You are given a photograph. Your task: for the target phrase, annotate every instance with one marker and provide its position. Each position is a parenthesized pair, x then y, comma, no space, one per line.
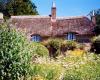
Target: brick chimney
(53,19)
(93,18)
(53,12)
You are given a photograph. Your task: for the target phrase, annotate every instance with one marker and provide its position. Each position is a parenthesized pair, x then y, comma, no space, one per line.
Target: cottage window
(71,36)
(36,38)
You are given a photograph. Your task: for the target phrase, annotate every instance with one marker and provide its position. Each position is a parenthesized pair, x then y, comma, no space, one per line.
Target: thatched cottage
(38,28)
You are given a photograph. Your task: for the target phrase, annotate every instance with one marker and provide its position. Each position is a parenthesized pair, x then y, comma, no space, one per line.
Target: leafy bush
(15,54)
(40,50)
(96,45)
(46,71)
(54,46)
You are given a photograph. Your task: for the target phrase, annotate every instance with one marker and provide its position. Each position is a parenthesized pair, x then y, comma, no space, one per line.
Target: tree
(18,7)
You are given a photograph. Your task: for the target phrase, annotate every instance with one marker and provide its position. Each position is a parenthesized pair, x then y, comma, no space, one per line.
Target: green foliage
(46,71)
(96,45)
(70,45)
(15,54)
(18,7)
(54,46)
(40,50)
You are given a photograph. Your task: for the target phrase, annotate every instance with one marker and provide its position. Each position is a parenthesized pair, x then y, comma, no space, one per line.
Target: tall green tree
(18,7)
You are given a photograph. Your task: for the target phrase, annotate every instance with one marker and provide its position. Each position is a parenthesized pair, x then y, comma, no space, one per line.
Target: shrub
(70,45)
(46,71)
(54,46)
(15,54)
(40,50)
(96,45)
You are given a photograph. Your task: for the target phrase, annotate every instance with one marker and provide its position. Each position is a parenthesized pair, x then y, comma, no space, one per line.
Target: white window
(36,38)
(71,36)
===============
▸ **Problem to solve**
From the first line to the last, reproduce the listing above exactly, leaving the pictures out.

▸ **Answer below**
You are given a photograph. Your task: for the target phrase, annotate every instance with one marker and provide its position. Each position is a parenthesized pair, x then y, comma, no space, one per line.
Target: brick chimney
(53,19)
(93,18)
(53,12)
You are given a photograph. Your task: for the target phrase, annotate every instance with one marker and provide its position. Each position is a parenthesized pair, x then y, comma, no space, one per line.
Target: cottage window
(71,36)
(36,38)
You are given a photograph. Your task: for the target phrase, annotate every instance with one marker and provide its position. Each position is a parenthesized pair, x then y, comma, no space, one per line.
Target: thatched cottage
(38,28)
You are given a photograph. Your task: for the target phrase, annotate every instance with one marker and provide its position. Each position is a parenthesized pair, x then y, comma, no space, one per line.
Target: leafy bush
(15,54)
(40,50)
(96,45)
(46,71)
(54,46)
You are given a photograph. Your task: for the target phrase, annotate every instance with one marker and provide its position. Each position is a parenthesized pair, x then y, comma, no space, one per line.
Target: tree
(18,7)
You are given a photograph. Your task: for the target phrase, annotate every instance with one marker and provide its position. Each position is a parenthesized pair, x then y, comma, no space, one per line.
Target: green foliage
(46,71)
(96,45)
(70,45)
(15,54)
(18,7)
(54,46)
(40,50)
You are given a photograph. Your task: for the target phrase, annotate every instance with one marker and provide its position. Each position is a parenthesized pair, x then y, comma, no space, one per line.
Target: tall green tree
(18,7)
You are given a photograph. Your task: for the target phrase, annotate every instance with one marker and provide its position. Each position is a parenthesized pair, x then y, comma, no space, one per line.
Target: shrub
(70,45)
(46,71)
(54,46)
(15,54)
(40,50)
(96,45)
You are given a photograph. Your task: for the target phrase, annotate every instance with one marker and provide its position. Each position is a parenthesized pair, x then y, comma, no space, one per line.
Target: white window
(36,38)
(71,36)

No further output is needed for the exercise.